• PASSAGE TO READ
The firm's proprietary algorithms, which run on supercomputers, "speed up the rate of computation on massive [next-generation sequencing] datasets by at least a factor of 20" compared to competing de novo assembly and mapping tools, he claimed.

In addition, the company has "proprietary data structures" that allow it to parse the data such that it can be manipulated efficiently, he said. This allows researchers "to avoid heuristics and approximation in the processing of [next-generation sequencing] data and get to answers that have not been possible to achieve before."

Eureka also has a database of references sequences that includes 500 bacterial genomes, 100,000 viruses, and several dozen host genomes, including the human genome, as well as 5 million human SNPs and 40,000 human ESTs, according to its website.

Perez claimed that the firm differs from most other service providers in that it offers both sequencing and in-depth analytical services. Eureka's bioinformatics services "would be most comparable" to consulting services of bioinformatics firms like CLC Bio or GenomeQuest, he said.

However, other sequencing service providers also say they are aware of the bioinformatics challenges that come with next-generation sequencing data and offer their customers appropriate support. Houston-based provider SeqWright, for example, states on its website that its staff of scientists and bioinformaticians "are on hand to guide you every step of the way, from project design to downstream data analysis."

• RECORD SET
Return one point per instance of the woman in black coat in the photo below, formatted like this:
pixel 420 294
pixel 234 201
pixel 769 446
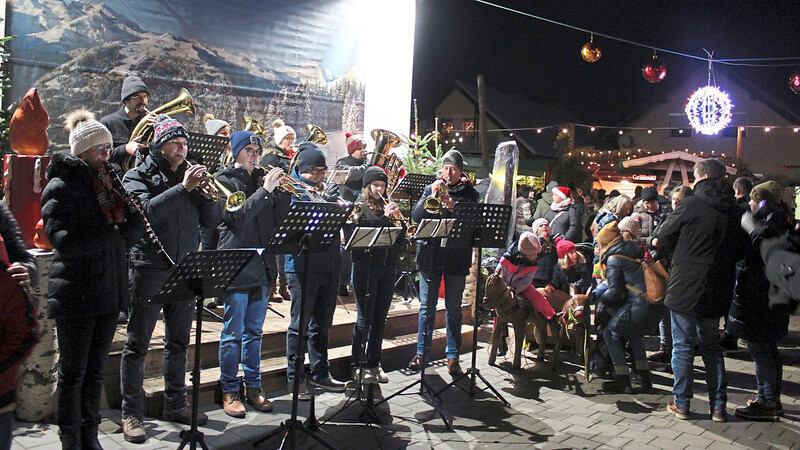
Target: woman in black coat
pixel 87 225
pixel 751 317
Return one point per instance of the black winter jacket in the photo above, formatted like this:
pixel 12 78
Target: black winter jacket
pixel 430 255
pixel 705 239
pixel 251 226
pixel 89 275
pixel 750 317
pixel 175 214
pixel 15 246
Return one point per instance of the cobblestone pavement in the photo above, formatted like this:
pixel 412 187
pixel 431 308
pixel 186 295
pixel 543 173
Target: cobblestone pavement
pixel 548 410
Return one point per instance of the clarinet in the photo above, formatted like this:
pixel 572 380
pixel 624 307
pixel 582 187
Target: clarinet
pixel 132 203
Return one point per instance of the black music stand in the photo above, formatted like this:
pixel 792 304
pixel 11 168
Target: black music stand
pixel 412 184
pixel 200 274
pixel 308 227
pixel 478 225
pixel 428 228
pixel 367 238
pixel 207 149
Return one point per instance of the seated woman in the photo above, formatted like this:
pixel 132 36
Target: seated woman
pixel 629 315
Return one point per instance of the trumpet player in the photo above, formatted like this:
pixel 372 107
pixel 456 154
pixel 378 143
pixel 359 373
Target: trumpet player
pixel 381 268
pixel 435 262
pixel 88 226
pixel 168 189
pixel 246 299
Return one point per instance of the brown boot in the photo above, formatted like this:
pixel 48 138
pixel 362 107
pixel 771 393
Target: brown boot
pixel 257 400
pixel 453 367
pixel 274 296
pixel 283 289
pixel 232 405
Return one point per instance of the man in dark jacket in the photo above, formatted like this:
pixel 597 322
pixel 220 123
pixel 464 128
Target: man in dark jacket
pixel 705 240
pixel 435 262
pixel 247 298
pixel 135 97
pixel 168 191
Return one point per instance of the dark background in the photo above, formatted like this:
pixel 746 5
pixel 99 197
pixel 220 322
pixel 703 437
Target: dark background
pixel 458 39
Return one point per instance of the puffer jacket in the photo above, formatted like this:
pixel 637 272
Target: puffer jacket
pixel 430 255
pixel 751 317
pixel 250 226
pixel 175 214
pixel 89 274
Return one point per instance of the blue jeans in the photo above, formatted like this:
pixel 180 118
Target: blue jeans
pixel 686 332
pixel 769 371
pixel 244 322
pixel 320 303
pixel 381 288
pixel 429 296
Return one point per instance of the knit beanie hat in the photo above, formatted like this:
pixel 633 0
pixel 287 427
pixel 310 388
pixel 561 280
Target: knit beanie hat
pixel 354 142
pixel 85 132
pixel 631 224
pixel 240 140
pixel 214 125
pixel 561 191
pixel 529 245
pixel 132 85
pixel 564 246
pixel 538 223
pixel 768 190
pixel 649 194
pixel 453 157
pixel 281 131
pixel 167 128
pixel 309 156
pixel 374 173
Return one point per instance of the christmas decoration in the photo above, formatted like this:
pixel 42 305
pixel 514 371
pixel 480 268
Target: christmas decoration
pixel 794 83
pixel 654 71
pixel 709 110
pixel 591 52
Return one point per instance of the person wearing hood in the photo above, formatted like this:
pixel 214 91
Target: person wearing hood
pixel 705 239
pixel 168 190
pixel 564 216
pixel 320 288
pixel 629 313
pixel 751 318
pixel 88 226
pixel 247 297
pixel 543 205
pixel 435 263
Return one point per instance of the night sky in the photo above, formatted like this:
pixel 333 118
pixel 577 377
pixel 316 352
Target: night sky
pixel 458 39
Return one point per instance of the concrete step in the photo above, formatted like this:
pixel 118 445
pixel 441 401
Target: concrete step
pixel 397 351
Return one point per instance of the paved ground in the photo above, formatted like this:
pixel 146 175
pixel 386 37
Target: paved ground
pixel 548 410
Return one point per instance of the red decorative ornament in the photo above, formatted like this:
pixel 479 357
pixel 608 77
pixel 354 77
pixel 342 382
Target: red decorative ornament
pixel 794 83
pixel 654 71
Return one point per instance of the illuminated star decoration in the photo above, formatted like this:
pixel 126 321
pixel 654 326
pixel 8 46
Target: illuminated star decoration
pixel 709 110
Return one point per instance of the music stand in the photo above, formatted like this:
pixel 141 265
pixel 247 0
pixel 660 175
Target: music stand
pixel 478 225
pixel 199 274
pixel 428 228
pixel 367 238
pixel 412 184
pixel 307 227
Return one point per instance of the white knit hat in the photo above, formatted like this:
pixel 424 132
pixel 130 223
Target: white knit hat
pixel 281 131
pixel 85 132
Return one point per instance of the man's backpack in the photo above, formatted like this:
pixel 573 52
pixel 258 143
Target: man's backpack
pixel 655 280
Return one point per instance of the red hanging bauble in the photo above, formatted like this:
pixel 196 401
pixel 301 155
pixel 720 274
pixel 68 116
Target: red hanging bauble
pixel 794 83
pixel 654 71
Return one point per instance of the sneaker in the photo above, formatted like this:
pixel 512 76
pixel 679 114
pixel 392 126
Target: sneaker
pixel 718 415
pixel 328 384
pixel 133 430
pixel 759 412
pixel 184 416
pixel 680 413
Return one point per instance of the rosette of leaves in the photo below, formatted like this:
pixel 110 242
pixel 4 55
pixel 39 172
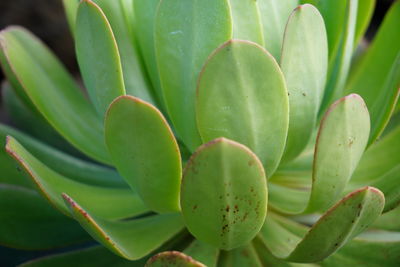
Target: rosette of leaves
pixel 225 133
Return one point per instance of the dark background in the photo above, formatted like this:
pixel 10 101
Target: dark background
pixel 46 19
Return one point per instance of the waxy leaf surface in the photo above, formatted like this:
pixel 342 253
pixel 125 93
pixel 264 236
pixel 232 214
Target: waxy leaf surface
pixel 225 183
pixel 242 96
pixel 29 222
pixel 54 92
pixel 98 56
pixel 345 220
pixel 173 259
pixel 131 239
pixel 274 16
pixel 106 202
pixel 376 77
pixel 304 63
pixel 186 32
pixel 145 151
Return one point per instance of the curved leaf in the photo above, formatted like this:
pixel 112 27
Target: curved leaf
pixel 64 164
pixel 89 257
pixel 225 183
pixel 341 141
pixel 153 167
pixel 172 258
pixel 121 17
pixel 346 219
pixel 274 15
pixel 304 63
pixel 145 15
pixel 376 77
pixel 131 239
pixel 243 256
pixel 340 59
pixel 98 56
pixel 246 21
pixel 106 202
pixel 242 96
pixel 54 92
pixel 186 32
pixel 29 222
pixel 202 252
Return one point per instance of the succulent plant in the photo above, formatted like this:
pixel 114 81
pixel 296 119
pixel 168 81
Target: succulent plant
pixel 217 133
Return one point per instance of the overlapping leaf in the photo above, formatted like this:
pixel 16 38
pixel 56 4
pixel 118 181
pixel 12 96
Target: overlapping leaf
pixel 145 151
pixel 242 96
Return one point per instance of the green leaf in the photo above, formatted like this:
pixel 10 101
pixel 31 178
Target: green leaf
pixel 274 15
pixel 89 257
pixel 239 257
pixel 364 15
pixel 341 141
pixel 225 183
pixel 380 158
pixel 242 96
pixel 98 56
pixel 389 184
pixel 70 8
pixel 110 203
pixel 304 63
pixel 246 21
pixel 64 164
pixel 389 221
pixel 153 167
pixel 340 58
pixel 131 239
pixel 120 14
pixel 346 219
pixel 29 222
pixel 202 252
pixel 376 77
pixel 375 249
pixel 31 122
pixel 54 92
pixel 186 32
pixel 172 258
pixel 145 15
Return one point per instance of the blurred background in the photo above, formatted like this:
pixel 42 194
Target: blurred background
pixel 46 19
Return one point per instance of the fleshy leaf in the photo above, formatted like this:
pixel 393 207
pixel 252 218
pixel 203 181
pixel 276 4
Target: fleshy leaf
pixel 54 92
pixel 380 158
pixel 98 56
pixel 225 183
pixel 304 63
pixel 341 141
pixel 242 96
pixel 106 202
pixel 62 163
pixel 246 21
pixel 346 219
pixel 120 14
pixel 186 32
pixel 239 257
pixel 145 15
pixel 340 57
pixel 88 257
pixel 70 8
pixel 171 259
pixel 153 167
pixel 29 222
pixel 202 252
pixel 131 239
pixel 376 77
pixel 274 15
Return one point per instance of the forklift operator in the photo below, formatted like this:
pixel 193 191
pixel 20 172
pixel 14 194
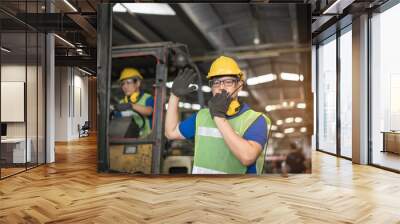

• WHAT THE TASK ASKS
Quote the passage on Eureka's sequencing and bioinformatics services verbatim, from "The firm's proprietary" up to and including "tools, he claimed.".

• COMPLETED EXERCISE
The firm's proprietary algorithms, which run on supercomputers, "speed up the rate of computation on massive [next-generation sequencing] datasets by at least a factor of 20" compared to competing de novo assembly and mapping tools, he claimed.